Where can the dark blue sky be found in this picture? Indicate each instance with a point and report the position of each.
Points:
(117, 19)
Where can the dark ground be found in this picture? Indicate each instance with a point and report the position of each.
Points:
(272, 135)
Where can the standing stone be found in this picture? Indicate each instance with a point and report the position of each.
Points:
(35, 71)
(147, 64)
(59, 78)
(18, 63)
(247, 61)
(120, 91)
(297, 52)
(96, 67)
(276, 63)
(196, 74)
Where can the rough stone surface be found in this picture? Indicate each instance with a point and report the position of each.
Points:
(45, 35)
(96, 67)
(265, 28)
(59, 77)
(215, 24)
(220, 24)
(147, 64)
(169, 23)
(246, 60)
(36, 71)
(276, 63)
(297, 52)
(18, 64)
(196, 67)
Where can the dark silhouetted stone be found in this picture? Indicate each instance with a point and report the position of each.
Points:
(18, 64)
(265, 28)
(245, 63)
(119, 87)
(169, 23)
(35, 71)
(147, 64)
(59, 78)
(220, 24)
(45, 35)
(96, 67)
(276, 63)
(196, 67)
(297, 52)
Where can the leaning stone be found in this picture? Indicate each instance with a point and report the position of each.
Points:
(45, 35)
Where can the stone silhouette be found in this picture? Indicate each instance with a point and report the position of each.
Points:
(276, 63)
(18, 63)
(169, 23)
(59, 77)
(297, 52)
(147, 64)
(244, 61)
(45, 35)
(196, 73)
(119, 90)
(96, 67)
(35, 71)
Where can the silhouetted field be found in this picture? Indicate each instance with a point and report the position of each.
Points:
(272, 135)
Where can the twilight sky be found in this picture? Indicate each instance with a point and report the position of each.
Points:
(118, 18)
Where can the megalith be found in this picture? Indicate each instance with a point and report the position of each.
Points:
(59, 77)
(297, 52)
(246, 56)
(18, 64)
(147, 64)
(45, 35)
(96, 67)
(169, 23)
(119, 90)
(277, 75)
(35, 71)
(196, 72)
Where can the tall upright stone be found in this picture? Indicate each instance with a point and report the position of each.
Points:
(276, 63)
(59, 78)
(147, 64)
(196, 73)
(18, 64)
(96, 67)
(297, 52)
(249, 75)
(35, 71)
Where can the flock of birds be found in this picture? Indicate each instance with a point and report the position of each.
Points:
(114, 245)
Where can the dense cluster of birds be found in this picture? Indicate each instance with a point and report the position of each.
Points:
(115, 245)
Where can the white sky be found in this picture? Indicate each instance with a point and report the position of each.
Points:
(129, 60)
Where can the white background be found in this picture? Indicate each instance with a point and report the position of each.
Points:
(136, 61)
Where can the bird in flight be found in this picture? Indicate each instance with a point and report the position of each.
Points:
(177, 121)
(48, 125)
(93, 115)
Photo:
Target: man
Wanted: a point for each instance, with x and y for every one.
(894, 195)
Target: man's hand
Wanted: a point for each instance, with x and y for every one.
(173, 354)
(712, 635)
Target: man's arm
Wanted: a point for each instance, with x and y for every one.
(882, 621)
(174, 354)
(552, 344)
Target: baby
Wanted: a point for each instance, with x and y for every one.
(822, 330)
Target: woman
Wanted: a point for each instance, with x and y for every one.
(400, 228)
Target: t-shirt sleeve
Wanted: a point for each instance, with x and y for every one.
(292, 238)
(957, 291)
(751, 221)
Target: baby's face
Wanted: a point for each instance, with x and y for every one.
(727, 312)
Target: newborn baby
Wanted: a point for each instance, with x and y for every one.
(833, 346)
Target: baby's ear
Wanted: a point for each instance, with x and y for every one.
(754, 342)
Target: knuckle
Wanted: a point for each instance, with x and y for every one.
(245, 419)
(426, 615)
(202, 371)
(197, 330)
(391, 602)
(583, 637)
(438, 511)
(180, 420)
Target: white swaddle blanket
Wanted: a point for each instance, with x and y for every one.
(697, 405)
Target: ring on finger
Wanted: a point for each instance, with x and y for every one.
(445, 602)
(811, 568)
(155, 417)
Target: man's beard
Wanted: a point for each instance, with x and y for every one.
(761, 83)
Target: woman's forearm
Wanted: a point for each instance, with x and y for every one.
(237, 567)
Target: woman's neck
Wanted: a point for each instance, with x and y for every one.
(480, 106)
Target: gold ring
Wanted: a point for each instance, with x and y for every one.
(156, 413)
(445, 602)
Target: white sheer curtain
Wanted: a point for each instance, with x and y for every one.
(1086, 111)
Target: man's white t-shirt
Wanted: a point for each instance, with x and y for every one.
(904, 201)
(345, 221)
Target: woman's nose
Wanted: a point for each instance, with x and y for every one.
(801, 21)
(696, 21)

☆ ☆ ☆ ☆ ☆ ☆ ☆

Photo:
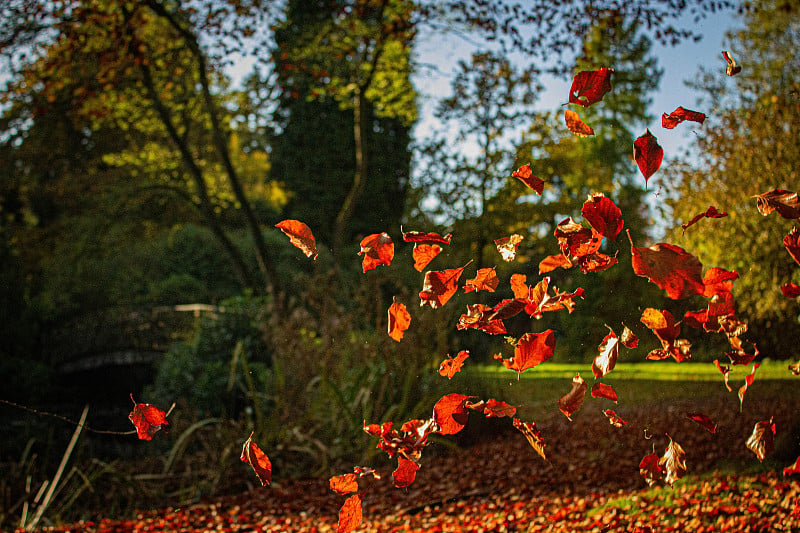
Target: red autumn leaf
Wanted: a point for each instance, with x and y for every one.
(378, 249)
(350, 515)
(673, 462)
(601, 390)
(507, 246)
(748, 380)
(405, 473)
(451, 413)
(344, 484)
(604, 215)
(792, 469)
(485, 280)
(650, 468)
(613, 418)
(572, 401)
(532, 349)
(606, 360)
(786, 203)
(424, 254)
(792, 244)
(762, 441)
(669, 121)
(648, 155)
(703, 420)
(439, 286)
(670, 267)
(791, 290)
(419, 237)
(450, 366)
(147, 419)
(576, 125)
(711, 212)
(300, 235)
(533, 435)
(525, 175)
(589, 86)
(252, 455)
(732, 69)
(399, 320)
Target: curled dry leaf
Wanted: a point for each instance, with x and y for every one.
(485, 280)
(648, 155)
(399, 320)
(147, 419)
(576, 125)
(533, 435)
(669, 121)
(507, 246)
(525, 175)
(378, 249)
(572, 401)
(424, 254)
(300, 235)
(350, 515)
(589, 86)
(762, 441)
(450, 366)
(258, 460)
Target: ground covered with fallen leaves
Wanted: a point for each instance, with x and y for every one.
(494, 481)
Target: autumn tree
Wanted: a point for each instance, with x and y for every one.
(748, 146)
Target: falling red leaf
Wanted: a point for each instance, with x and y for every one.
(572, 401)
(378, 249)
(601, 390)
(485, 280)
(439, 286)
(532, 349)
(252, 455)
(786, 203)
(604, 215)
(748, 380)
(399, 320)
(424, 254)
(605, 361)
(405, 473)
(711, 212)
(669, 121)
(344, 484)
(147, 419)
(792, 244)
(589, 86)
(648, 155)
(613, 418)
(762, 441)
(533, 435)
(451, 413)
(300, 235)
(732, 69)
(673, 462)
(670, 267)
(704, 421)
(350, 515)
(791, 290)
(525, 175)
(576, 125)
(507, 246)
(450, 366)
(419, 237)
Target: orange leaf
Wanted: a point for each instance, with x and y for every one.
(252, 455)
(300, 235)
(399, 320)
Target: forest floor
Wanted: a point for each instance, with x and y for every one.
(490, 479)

☆ ☆ ☆ ☆ ☆ ☆ ☆

GIVEN INSTRUCTION ▸ Collect every line of the listing above that contains the word "leaf", and reproduce each one unchanged.

ANSWER TO THE EXERCISE ▸
Target: red autumn leaf
Target: curled dry leaf
Target: falling red leaf
Target: orange leaf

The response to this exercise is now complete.